Исходный текст:
---+---

История о члене мексиканского наркокартеля, попавшего в российскую тюрьму

В Санкт-Петербурге полиция нашла больше 60 килограммов кокаина в контейнере с бананами из Эквадора — товар предназначался для обычной фирмы, занимающейся оптовой продажей фруктов. Это далеко не первый случай задержания крупных партий наркотиков из Латинской Америки: еще в прошлом году Федеральная служба безопасности (ФСБ) предупреждала о том, что в России активизировались кокаиновые картели.
Об их деятельности не понаслышке знает эквадорец Семпертеги Охеда Пабло Андреас, который работал переводчиком в мексиканском наркокартеле, а сейчас отбывает срок в одной из исправительных колоний Мордовии. О том, как устроен преступный бизнес латиноамериканских группировок, какими способами они поставляют кокаин в Россию и почему сотрудничество с ними — это билет в один конец, заключенный рассказал корреспонденту «Ленты.ру» Владимиру Седову.


Фото: Владимир Седов / Лента.ру

39-летний Семпертеги Охеда Пабло Андреас — уроженец города Кито, столицы Эквадора. Он приговорен к 11 годам лишения свободы по части 3 статьи 30 и части 5 статьи 228.1 («Покушение на сбыт наркотиков в особо крупном размере»), а также по части 4 статьи 229.1 («Контрабанда наркотиков организованной группой в особо крупном размере») УК РФ.

Сегодня он отбывает наказание в исправительной колонии общего режима №17 (ИК-17) в Республике Мордовия. Пабло совсем не похож на других заключенных: на его лице читаются черты предков — представителей коренных индейских племен Южной Америки. При этом осужденный хорошо владеет русским языком, хотя и говорит с легким акцентом.

Пабло не жалуется на жизнь в колонии — тем более что там в последнее время стало появляться все больше заключенных-латиноамериканцев, в первую очередь уроженцев Кубы. Сегодня Андреас помогает им адаптироваться к реалиям жизни в российских местах лишения свободы и заодно заводит новых друзей.

---+---

Поставленная задача 1: Перепечатайте из исходного текста фрагмент между словами «Сегодня он отбывает» и «с легким акцентом.» включительно.

---+---

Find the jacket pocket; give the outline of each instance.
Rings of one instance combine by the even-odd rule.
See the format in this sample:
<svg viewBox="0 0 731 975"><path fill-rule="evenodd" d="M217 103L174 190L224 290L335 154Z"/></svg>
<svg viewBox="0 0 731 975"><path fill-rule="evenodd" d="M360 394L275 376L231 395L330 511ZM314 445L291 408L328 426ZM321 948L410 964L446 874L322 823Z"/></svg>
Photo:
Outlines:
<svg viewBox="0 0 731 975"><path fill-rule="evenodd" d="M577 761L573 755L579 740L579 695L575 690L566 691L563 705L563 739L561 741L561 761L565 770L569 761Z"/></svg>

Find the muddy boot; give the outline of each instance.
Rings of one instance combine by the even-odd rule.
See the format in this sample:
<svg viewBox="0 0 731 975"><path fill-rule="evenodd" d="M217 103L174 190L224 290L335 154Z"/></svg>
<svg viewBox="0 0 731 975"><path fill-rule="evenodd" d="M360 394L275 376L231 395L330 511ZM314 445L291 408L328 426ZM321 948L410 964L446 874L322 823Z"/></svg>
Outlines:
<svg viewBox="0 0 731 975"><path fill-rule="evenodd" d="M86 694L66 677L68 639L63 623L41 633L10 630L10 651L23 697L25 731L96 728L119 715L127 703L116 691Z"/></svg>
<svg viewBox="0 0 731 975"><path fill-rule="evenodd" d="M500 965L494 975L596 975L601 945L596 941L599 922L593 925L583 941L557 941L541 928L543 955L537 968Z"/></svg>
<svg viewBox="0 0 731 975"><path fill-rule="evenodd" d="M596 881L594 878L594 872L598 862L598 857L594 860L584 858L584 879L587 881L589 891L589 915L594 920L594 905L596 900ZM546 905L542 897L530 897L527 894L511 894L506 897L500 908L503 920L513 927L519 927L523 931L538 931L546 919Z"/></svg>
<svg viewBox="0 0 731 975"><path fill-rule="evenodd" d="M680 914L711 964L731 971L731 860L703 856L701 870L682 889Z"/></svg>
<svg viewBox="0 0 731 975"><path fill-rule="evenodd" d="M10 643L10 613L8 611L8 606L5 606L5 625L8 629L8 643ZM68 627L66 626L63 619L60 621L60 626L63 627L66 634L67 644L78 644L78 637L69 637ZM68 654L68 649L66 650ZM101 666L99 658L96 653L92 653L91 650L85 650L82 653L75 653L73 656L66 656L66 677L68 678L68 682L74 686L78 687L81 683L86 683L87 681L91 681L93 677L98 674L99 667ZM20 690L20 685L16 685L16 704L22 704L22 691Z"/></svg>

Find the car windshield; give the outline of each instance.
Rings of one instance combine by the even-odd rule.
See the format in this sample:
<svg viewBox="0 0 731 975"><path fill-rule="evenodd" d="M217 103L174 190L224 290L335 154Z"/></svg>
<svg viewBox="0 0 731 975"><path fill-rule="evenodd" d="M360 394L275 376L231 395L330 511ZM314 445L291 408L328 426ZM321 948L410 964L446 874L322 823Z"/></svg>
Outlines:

---+---

Поставленная задача 2: Воспроизведите без единого изменения строки записей между строкой со словами «Find the muddy» и строкой со словами «914L711 964L731 971L731» включительно.

Ожидаемый ответ 1:
Сегодня он отбывает наказание в исправительной колонии общего режима №17 (ИК-17) в Республике Мордовия. Пабло совсем не похож на других заключенных: на его лице читаются черты предков — представителей коренных индейских племен Южной Америки. При этом осужденный хорошо владеет русским языком, хотя и говорит с легким акцентом.

Ожидаемый ответ 2:
Find the muddy boot; give the outline of each instance.
Rings of one instance combine by the even-odd rule.
See the format in this sample:
<svg viewBox="0 0 731 975"><path fill-rule="evenodd" d="M217 103L174 190L224 290L335 154Z"/></svg>
<svg viewBox="0 0 731 975"><path fill-rule="evenodd" d="M360 394L275 376L231 395L330 511ZM314 445L291 408L328 426ZM321 948L410 964L446 874L322 823Z"/></svg>
Outlines:
<svg viewBox="0 0 731 975"><path fill-rule="evenodd" d="M86 694L66 677L68 639L63 623L41 633L10 630L10 651L23 697L25 731L96 728L119 715L127 703L116 691Z"/></svg>
<svg viewBox="0 0 731 975"><path fill-rule="evenodd" d="M500 965L494 975L596 975L601 945L596 941L599 922L593 925L583 941L557 941L541 928L543 955L537 968Z"/></svg>
<svg viewBox="0 0 731 975"><path fill-rule="evenodd" d="M596 881L594 878L594 872L598 862L598 857L594 860L584 858L584 879L587 881L589 891L589 915L594 920L594 905L596 900ZM546 905L542 897L530 897L527 894L511 894L506 897L500 908L503 920L513 927L519 927L523 931L538 931L546 919Z"/></svg>
<svg viewBox="0 0 731 975"><path fill-rule="evenodd" d="M680 914L711 964L731 971L731 860L703 856L701 870L682 889Z"/></svg>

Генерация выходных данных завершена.